STATED EXERCISE:
Arrange the material below as a Markdown table with a Row column holding the row number and a Text column holding each line, leaving out blank lines.

STORED RECORDS:

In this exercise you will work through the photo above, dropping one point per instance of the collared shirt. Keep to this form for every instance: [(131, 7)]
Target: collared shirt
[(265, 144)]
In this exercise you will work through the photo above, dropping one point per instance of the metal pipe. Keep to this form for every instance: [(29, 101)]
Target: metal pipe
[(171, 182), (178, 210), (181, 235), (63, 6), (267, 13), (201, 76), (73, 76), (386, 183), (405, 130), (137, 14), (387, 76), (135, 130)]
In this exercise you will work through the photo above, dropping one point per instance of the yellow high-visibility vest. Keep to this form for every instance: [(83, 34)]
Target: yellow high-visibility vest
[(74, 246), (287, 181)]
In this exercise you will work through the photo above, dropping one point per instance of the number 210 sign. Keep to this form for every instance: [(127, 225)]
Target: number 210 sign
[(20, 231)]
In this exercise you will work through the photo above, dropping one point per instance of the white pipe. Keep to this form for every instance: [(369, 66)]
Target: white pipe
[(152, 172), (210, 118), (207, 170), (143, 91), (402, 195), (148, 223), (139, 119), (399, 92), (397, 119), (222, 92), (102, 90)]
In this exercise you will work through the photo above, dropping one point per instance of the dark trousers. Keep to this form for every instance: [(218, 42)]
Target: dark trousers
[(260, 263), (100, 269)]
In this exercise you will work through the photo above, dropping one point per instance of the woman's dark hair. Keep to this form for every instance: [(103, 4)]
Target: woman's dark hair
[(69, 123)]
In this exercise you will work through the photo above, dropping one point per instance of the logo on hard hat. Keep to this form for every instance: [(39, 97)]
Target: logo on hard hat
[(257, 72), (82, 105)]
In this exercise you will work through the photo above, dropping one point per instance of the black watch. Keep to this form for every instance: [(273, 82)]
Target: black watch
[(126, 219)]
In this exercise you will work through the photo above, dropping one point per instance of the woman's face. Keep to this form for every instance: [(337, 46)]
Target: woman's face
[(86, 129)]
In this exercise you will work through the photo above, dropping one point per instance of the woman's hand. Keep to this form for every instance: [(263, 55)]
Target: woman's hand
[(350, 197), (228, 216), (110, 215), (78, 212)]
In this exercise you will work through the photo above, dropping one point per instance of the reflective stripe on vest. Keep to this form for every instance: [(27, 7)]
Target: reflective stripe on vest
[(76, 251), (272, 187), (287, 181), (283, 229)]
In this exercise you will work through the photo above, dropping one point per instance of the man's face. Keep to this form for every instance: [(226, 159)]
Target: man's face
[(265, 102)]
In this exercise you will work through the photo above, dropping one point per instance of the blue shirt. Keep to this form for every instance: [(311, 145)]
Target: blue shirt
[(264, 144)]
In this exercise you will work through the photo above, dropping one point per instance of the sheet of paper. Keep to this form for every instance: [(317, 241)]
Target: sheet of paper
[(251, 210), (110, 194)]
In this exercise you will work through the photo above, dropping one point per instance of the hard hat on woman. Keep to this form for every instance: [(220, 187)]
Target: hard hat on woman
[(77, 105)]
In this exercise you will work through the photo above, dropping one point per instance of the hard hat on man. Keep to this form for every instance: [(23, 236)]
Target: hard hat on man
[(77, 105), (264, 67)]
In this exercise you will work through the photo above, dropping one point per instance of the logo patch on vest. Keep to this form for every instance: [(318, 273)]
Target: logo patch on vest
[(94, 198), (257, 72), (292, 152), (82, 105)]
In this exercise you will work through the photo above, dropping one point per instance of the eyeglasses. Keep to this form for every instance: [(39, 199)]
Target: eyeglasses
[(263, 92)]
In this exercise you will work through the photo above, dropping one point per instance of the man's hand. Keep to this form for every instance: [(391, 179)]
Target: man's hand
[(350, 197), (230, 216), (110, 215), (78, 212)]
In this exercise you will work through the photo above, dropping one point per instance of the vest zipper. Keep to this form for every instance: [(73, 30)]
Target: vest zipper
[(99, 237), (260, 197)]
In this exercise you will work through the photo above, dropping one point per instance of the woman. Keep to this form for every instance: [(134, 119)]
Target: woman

THE RESPONSE:
| Row | Text |
|---|---|
| 1 | In this exercise you will work through the photo above, dropping one point per instance of the collared shirt. Keep to this form for every instance: [(131, 7)] |
| 2 | Target: collared shirt |
| 3 | [(265, 144)] |
| 4 | In this exercise you will work through the photo above, dropping one point per instance of the metal pipe. Keep to this form for every instance: [(29, 101)] |
| 5 | Target: metal pipe |
| 6 | [(171, 182), (178, 210), (181, 235), (63, 6), (267, 13), (201, 76), (73, 76), (386, 183), (405, 130), (137, 14), (387, 76), (135, 130)] |
| 7 | In this exercise you will work through the photo above, dropping one point per instance of the yellow high-visibility vest. Keep to this form for every instance: [(83, 34)] |
| 8 | Target: yellow high-visibility vest |
| 9 | [(74, 246), (287, 181)] |
| 10 | In this exercise you will work through the photo above, dropping one point per instance of the number 210 sign. Keep to this form for every instance: [(127, 225)] |
| 11 | Target: number 210 sign |
| 12 | [(20, 231)] |
| 13 | In this exercise you will work through the photo above, dropping one point per instance of the white pipe. Keep to this form for every instance: [(369, 66)] |
| 14 | Target: white pipe |
| 15 | [(152, 172), (210, 118), (207, 170), (143, 91), (402, 195), (148, 223), (139, 119), (399, 92), (397, 119), (222, 92), (102, 90)] |
| 16 | In this exercise you will work through the photo above, dropping one point per instance of the dark trousers. Keep to this form for every instance: [(218, 42)] |
| 17 | Target: dark trousers |
| 18 | [(260, 263), (100, 269)] |
| 19 | In this exercise you will work through the photo above, dropping one point per instance of the woman's dark hair. Keep to this form for every instance: [(103, 4)] |
| 20 | Target: woman's dark hair |
| 21 | [(69, 123)] |
| 22 | In this exercise you will work through the photo above, dropping one point per instance of the logo on hard hat. Keep to this form for every instance: [(39, 97)] |
| 23 | Target: logo on hard hat |
| 24 | [(257, 72), (82, 105)] |
| 25 | In this exercise you will work through the photo above, dropping one point per instance of the black watch. Keep to this form for every instance: [(273, 82)] |
| 26 | Target: black watch |
| 27 | [(126, 219)] |
| 28 | In this exercise you will work through the photo above, dropping one point per instance of the woman's face. Keep to this form for every instance: [(337, 46)] |
| 29 | Target: woman's face |
| 30 | [(86, 129)] |
| 31 | In this exercise you will work through the photo above, dropping one point per instance of the woman's hand. Keep to this form for every instance: [(263, 55)] |
| 32 | Target: woman's hand |
| 33 | [(350, 197), (228, 216), (110, 215), (78, 212)] |
| 34 | In this exercise you will work through the photo above, dropping one point per instance of the reflective stripe on vest. Keep to this form for every instance: [(27, 7)] |
| 35 | Target: reflective stripe on vest |
| 36 | [(76, 251), (272, 187), (287, 181), (283, 229)] |
| 37 | In this exercise you will work through the photo above, dropping one point per instance of the man's face. Keep to this form for every instance: [(226, 159)] |
| 38 | Target: man's face |
| 39 | [(265, 102)] |
| 40 | In this exercise you will work through the photo above, dropping one point per instance of the blue shirt. Keep to this form for every instance: [(311, 145)] |
| 41 | Target: blue shirt |
| 42 | [(264, 144)] |
| 43 | In this exercise you will work through the photo above, dropping one point per instance of the sheet of paper. Keep to this form for every instance: [(317, 241)] |
| 44 | Target: sheet of paper |
| 45 | [(251, 210), (110, 194)] |
| 46 | In this exercise you will work through the photo above, dropping one point per instance of the hard hat on woman. Keep to this form for every instance: [(220, 187)] |
| 47 | Target: hard hat on woman |
| 48 | [(77, 105)] |
| 49 | In this exercise you will work through the photo above, dropping one point per instance of the hard hat on man. Keep to this form for every instance: [(23, 236)] |
| 50 | Target: hard hat on man |
| 51 | [(77, 105), (264, 67)] |
| 52 | In this exercise you will work through the photo above, dropping one point per instance of the logo patch on vest. Keep to this form for every instance: [(318, 273)] |
| 53 | Target: logo patch on vest |
| 54 | [(94, 198), (257, 72), (292, 152), (82, 105)] |
| 55 | In this exercise you will work through the photo above, dropping one point per instance of the eyeglasses. Keep to this form for every instance: [(39, 199)] |
| 56 | Target: eyeglasses |
| 57 | [(263, 92)] |
| 58 | In this exercise you will work through the photo above, dropping one point per instance of the man's hand. Keep to this form for every instance: [(391, 179)] |
| 59 | Target: man's hand |
| 60 | [(350, 197), (230, 216), (110, 215), (78, 212)] |
| 61 | In this exercise you will work through the photo above, dropping one point per instance of the vest zipper. Keep to this form for every instance: [(73, 30)] |
| 62 | Target: vest zipper |
| 63 | [(99, 237), (260, 197)] |
| 64 | In this exercise you will work through the photo above, dropping one point per instance of the woman. Keep to this form for every instance: [(134, 119)] |
| 65 | Target: woman |